- _Work task A_:
In the article on the Twilio Engage platform, what price did Twilio pay for Segment?
- _Work task B_:
Carry on the article about Twilio Engage from the point where it ends.

- _Document section_:
Developers who use Twilio for messaging, customer data management and communications got their first glimpse of the Twilio Engage customer engagement platform, which routes customer data through marketing and customer service channels.
Almost two years in the making and previously touted as a marketing automation platform, Engage arose from Twilio’s late 2020 acquisition of Segment for $3.2 billion.
Some 60% of marketers prefer an integrated CX application suite provided through vendors such as Salesforce, according to a Gartner survey of 405 marketers earlier this year. Twilio leans toward the other 40%, who want to build custom tools with the messaging APIs that push communications through popular apps and want to try emerging channels as well.
Segment built a developer-friendly platform, a trait that drew Twilio’s attention and drove the acquisition. Twilio customers want to customize experiences in ways that less developer-friendly platforms can’t, said Kathryn Murphy, Twilio vice president of product, data and growth.
While composable and headless might not be in the average marketer’s vocabulary, that’s what a lot of them are looking for.

- _Dataset records_:
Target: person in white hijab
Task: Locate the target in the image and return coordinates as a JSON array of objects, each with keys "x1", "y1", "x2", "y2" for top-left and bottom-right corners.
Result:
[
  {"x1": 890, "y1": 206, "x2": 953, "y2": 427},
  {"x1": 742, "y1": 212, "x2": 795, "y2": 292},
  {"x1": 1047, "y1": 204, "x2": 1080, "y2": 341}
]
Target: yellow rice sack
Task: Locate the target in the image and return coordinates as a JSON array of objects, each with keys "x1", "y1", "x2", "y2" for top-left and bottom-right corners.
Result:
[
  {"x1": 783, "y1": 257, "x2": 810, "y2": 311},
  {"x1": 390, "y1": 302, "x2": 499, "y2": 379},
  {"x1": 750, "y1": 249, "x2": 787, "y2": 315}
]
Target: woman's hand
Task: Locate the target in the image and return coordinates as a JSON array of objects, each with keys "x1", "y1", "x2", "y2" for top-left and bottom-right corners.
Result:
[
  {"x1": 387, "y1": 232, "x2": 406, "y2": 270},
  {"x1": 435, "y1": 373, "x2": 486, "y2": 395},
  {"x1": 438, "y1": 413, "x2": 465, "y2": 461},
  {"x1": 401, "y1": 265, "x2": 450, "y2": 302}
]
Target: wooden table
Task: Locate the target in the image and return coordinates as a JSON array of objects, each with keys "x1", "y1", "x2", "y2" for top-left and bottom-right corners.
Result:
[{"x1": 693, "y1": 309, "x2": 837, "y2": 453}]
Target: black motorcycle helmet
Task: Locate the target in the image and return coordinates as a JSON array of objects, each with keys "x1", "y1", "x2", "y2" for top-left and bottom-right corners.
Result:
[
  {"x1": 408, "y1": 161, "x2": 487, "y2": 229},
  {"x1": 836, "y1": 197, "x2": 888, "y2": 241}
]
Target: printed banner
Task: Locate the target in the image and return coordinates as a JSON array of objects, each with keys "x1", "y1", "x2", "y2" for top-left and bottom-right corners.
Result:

- _Written response A_:
$3.2 billion.

- _Written response B_:
“They don’t quite use those words yet, [but] that’s kind of what they’re describing,” Murphy said. “For example, a marketer would say things like, ‘Well, I need to have customer re-engagement journeys that cross channels and paid media’ — these are the words they would use. They would never say, ‘What I need is headless or an open system that allows me to connect all these other systems and channels.'”
Customer data becomes golden
Companies that look to build experiences as products might find that approach more difficult to execute in the integrated stack, said Ben Bloom, vice president analyst at Gartner because journey orchestration can often pose thorny technical problems. Those customers who need more flexibility to build their digital experiences might see Engage as a potential fit.
“As it becomes harder and harder to persuade customers to part with their precious first-party customer data, I think it’s very reasonable that organizations might seek to build more product-type experiences rather than just publishing content,” Bloom said. “Potentially, that would lean into the idea that you need something more developer-focused as part of your marketing technology stack.”
CDPs, mainly the purview of marketers in the last decade, have expanded into other realms of customer experience, such as the contact center. With the September preview of Genie, Salesforce devoted much of its Dreamforce hype this year to the generalization of its CDP across marketing, customer service, sales, e-commerce, and even Tableau and MuleSoft.
Twilio’s tools will instantly appeal to prospective customers on the retail side, as well as existing customers who use many different messaging channels and, by extension, Twilio APIs to drive that messaging, said Daniel Newman, founding partner and principal analyst at Futurum Research. As more companies realize the power of connecting all their data, their product vendors will have to compete on data handling and integrations with cloud providers.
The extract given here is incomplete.